All the data should be repeated exactly. Any image in it is left out.

START Data provided

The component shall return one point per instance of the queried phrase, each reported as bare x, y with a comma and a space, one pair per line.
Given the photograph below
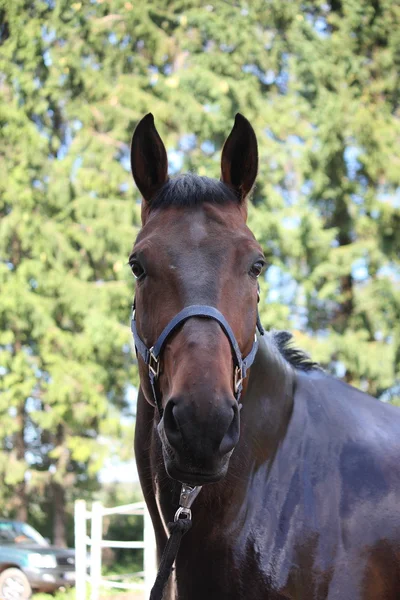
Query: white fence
88, 564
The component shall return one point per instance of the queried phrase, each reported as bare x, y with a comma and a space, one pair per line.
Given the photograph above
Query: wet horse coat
305, 503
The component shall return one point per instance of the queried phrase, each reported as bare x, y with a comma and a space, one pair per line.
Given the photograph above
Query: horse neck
268, 400
267, 406
265, 417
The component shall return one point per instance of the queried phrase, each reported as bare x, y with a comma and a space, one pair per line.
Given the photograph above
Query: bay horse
300, 471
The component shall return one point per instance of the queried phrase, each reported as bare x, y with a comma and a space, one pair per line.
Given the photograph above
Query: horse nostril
170, 424
231, 437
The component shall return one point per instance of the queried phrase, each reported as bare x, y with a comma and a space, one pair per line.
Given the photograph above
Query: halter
151, 356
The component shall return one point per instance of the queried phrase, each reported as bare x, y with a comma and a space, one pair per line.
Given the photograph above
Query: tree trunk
59, 516
20, 490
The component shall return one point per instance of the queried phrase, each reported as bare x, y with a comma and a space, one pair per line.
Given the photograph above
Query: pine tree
319, 82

END Data provided

* **Written response**
The component shall return one point per instance of the queried phrase, each reported as bare x, y with a comma and a space, one pair per line.
Given the photograph below
Query: white fence
88, 564
The component shall return one point per instance of the queried phrase, each reported as bare x, y with a comma and a space, one pair per line.
Given the photograph above
Query: wet horse coat
305, 503
The component shall return one point per instance of the queried phrase, each reported as bare x, y with a comma and a space, one pair per line.
Given the photograph above
Query: horse neck
268, 400
267, 406
265, 417
The component shall return one point per instance of the queried phrase, each reported as bare x, y with a comma and a space, one pair per line.
Given the photograph above
Query: bay horse
300, 471
The component shall return one point per instance of the queried phrase, each reported as bare x, y with a comma and a space, one pair per line.
Given the photograph above
Query: horse nostril
170, 424
231, 437
The component shall return one point per instance of the queried phrase, each reported as bare x, y with a comma and a space, one pair per line.
Given the photograph above
Query: halter
151, 356
The component shall return one point per instance of the queried phrase, each reported as bare x, y with a comma and a space, one pair per line.
Given the photograph above
Query: tree trunk
59, 516
20, 490
The component shall return one point per instance of the queried phrase, each reported as bare x, y with a comma and a space, one pair per line.
Given the photograph above
Query: pine tree
319, 82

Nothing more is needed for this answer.